Extract below:

Quality Indicator, Physicians Differ on Preventable Admissions

Tara Haelle

February 29, 2016

The majority of hospital admissions deemed preventable using the standardized Prevention Quality Indicator (PQI) were not rated preventable by physicians at the hospital, a new study finds. Instead, the physicians found a larger, mostly distinct group of admissions were preventable, researchers report in a study published online February 18 in the Journal of General Internal Medicine.

In fact, physicians and the PQI agreed on the preventability of only 10% of overall admissions, a concordance no different than what would be expected by chance.

"The PQI cannot identify an appropriate rate for hospital admissions within a given population" for specific conditions, explain Krishna K. Patel, MD, from the Department of Internal Medicine at the Cleveland Clinic Foundation in Ohio, and colleagues. "Therefore it cannot serve as a tool to help hospitals focus their prevention efforts."

Attempts to reduce readmission rates with measurement, public reporting, sharing best practices, improving processes, and financial penalties have only slightly moved that needle, and these admissions represent a small proportion of overall preventable admissions, the authors write.

To address the healthcare costs associated with preventable hospital admissions, an estimated 9% to 36% of the 40 million annual admissions in the United States, the Centers for Medicare & Medicaid Services has begun including preventable admissions rates as a factor in its incentive and penalty programs. Because it is too labor intensive to analyze specific admissions and factors that could have prevented them, several pay-for-performance programs are using the PQI to determine preventable admissions rates. But the PQI was developed by the Agency for Healthcare Research and Quality (AHRQ) to assess population-level access to primary care across a geographical region, not as an indicator of hospital-level quality.

Therefore, the researchers compared a hospital's rate of preventable admissions using the PQI with the rate determined by physicians. For the latter, on the second day of an admission, an attending physician assessed whether any system, clinician, or patient factor in the 2 weeks before admission could have been addressed to avoid the admission. Physicians chose from a list of factors compiled by merging past research findings with a poll of 15 physicians. The physician also determined whether the primary contributing factor would be very easy, somewhat easy, somewhat difficult, or very difficult to address.

End of Extract.
Entries supplied below:

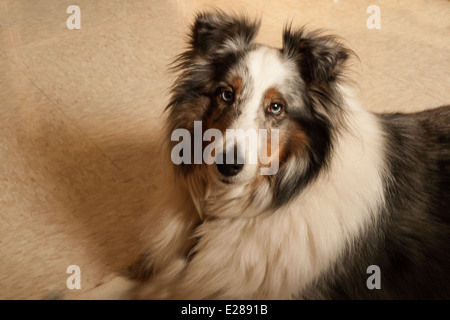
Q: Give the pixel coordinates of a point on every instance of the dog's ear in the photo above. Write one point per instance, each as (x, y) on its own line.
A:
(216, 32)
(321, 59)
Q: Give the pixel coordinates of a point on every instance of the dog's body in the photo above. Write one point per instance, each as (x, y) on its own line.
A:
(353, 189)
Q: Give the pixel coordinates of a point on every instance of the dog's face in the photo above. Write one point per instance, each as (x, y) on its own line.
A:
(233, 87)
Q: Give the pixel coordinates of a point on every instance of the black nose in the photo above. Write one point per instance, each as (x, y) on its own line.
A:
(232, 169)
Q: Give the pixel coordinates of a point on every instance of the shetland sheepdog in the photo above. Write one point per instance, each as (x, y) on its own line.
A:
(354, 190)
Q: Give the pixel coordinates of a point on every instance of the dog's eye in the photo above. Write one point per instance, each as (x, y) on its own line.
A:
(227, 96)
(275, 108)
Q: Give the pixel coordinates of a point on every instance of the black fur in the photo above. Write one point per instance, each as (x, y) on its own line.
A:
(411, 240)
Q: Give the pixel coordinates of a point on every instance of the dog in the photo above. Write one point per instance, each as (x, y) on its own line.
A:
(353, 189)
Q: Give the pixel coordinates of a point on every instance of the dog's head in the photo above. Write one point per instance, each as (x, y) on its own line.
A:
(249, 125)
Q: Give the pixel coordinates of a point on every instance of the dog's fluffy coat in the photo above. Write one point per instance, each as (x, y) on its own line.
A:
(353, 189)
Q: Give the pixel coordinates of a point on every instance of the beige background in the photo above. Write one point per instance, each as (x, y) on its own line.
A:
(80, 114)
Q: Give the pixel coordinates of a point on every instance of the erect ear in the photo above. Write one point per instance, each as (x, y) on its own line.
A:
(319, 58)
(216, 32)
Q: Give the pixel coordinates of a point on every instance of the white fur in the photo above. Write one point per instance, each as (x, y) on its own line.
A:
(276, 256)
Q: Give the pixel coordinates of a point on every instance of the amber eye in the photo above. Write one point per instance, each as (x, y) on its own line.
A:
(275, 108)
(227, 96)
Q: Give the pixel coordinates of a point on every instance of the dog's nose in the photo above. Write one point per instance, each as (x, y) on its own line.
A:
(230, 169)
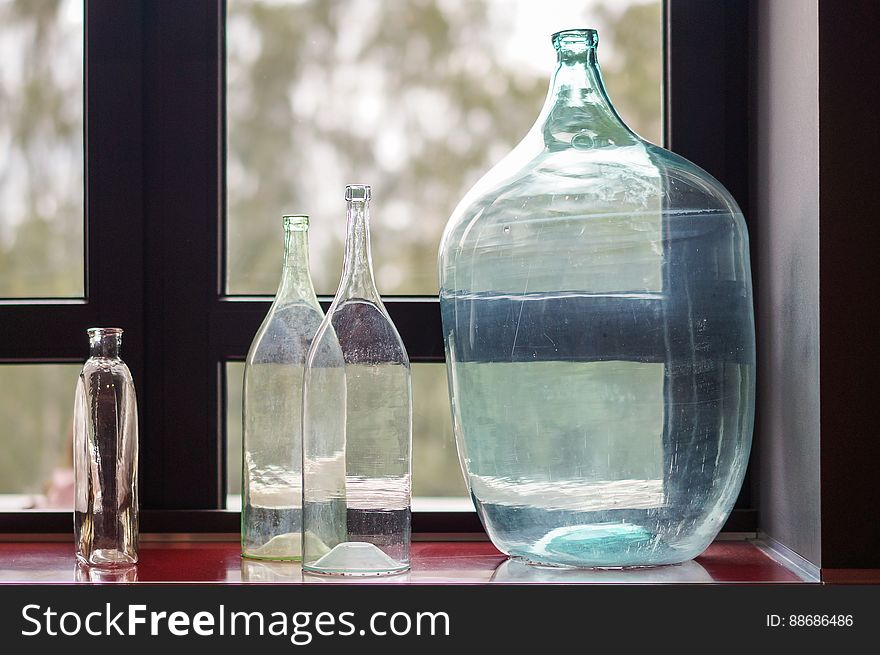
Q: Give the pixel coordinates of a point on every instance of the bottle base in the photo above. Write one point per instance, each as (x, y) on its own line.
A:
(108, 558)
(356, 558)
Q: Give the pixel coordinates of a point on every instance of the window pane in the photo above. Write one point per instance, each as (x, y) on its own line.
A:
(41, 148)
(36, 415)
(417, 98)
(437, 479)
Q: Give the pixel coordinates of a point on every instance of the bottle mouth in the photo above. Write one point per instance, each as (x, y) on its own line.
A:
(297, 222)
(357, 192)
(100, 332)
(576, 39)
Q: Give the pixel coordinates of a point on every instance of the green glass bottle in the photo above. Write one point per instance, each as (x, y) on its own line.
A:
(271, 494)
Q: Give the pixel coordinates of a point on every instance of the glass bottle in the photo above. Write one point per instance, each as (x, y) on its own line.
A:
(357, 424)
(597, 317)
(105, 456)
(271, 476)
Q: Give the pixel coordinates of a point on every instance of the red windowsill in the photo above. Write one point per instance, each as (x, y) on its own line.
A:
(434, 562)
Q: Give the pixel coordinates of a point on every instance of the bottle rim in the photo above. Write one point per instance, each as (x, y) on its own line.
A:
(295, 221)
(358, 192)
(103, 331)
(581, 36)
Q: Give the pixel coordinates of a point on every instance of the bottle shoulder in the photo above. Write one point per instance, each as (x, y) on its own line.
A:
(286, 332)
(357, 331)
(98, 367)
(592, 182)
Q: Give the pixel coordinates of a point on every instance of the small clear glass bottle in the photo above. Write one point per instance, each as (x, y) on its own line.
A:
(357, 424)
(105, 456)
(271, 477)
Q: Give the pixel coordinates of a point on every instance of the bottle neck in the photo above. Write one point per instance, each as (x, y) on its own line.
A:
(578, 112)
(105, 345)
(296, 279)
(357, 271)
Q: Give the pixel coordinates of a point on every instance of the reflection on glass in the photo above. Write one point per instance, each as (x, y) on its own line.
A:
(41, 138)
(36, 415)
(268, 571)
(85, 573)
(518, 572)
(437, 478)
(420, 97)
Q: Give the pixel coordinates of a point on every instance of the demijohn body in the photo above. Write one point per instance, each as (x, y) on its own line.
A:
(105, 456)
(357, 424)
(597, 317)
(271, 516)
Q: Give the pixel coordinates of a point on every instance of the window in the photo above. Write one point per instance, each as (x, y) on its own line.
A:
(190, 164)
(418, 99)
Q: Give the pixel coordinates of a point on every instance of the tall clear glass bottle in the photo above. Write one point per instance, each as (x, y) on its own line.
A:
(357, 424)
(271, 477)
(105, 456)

End of Entries supplied.

Work order A: Using the article on preventable hospital admissions, explain in one to three sentences why the researchers compared the PQI's rate of preventable admissions with the rate found by physicians.
Work order B: Name every kind of attempt to reduce readmission rates that the article on preventable hospital admissions mentions.
Work order C: Take the article on preventable hospital admissions further, picking up right after its last sentence.

Expected answer A: The PQI was built by the Agency for Healthcare Research and Quality to assess population-level access to primary care across a geographical region, not as an indicator of hospital-level quality. Even so, several pay-for-performance programs were using it to determine preventable admissions rates. That is why the researchers set it side by side with physicians' own assessments.

Expected answer B:
- Measurement
- Public reporting
- Sharing best practices
- Improving processes
- Financial penalties

Expected answer C:
Each case was also independently reviewed by two physicians blinded to the initial physician's assessment, which showed moderate interobserver agreement (kappa = 0.43 between reviewers and attending; kappa = 0.51 between reviewers).

Among 322 consecutive admissions from December 1 through December 15, 2013, more than a third (38%) were deemed preventable by physicians, and a quarter of these were readmissions. The physicians rated 49% of readmissions preventable compared with 35% of the other admissions (P = .04); however, the preventable and nonpreventable groups had a similar intensity of contact with any physicians in the 2 weeks before admission.

The physicians deemed 44% of admissions preventable based on patient factors: 17% resulting from nonadherence, 8% resulting from mental health/substance abuse, and others resulting from poor health literacy, secondary gain from hospitalization, and poor home support. Just over a quarter (26%) of admissions were primarily a result of system factors, including ease of inpatient management exceeding that of outpatient management in 11% of overall cases and inadequate nursing facility care, lack of access to outpatient providers, and a complication from a previous admission in other cases.

In addition, 30% of preventable admissions were judged to be related to clinician factors, including too low a threshold for admission (9%), inadequate follow-up (8%), and inappropriate diagnosis or treatment (7%). For example, admissions for a localized skin rash, for a viral influenza upper respiratory infection, and for insufficient management of acute kidney injury in a previous admission made up some of the clinician-associated preventable admissions.

In contrast, the PQI identified 23% of overall admissions preventable, and 56% of these cases were not identified by the physicians as preventable. Only 9.6% of admissions were considered preventable by both the physicians and the PQI.

"AHRQ's PQI method was developed to measure the adequacy of primary care in a region and to identify outliers for internal quality review," the authors write. "It presupposes that conditions such as [chronic obstructive pulmonary disease] and heart failure exacerbations, uncontrolled diabetes, bacterial pneumonia, ruptured appendix and urinary tract infection are affected by access to high-quality ambulatory care and that lower admission rates represent better care." Yet, a wide range of possible factors might contribute to variations in rates of conditions, such as these at the hospital level that are not necessarily preventable.

The authors note that physician assessment methods identify more preventable admissions, the factors that can be addressed to prevent these, and tools for local quality improvement. However, the gains in accuracy come at the cost of not being easily standardized for comparison across hospitals.

"For healthcare providers to reduce admission rates, they must understand why preventable admissions occur: 52% of the preventable admissions in our study were considered very or somewhat easy to prevent, and these were more likely to be due to clinician factors such as inadequate follow-up, no contact between the admitting MD and primary care provider and the low threshold for admission," the authors write.

The authors have disclosed no relevant financial relationships.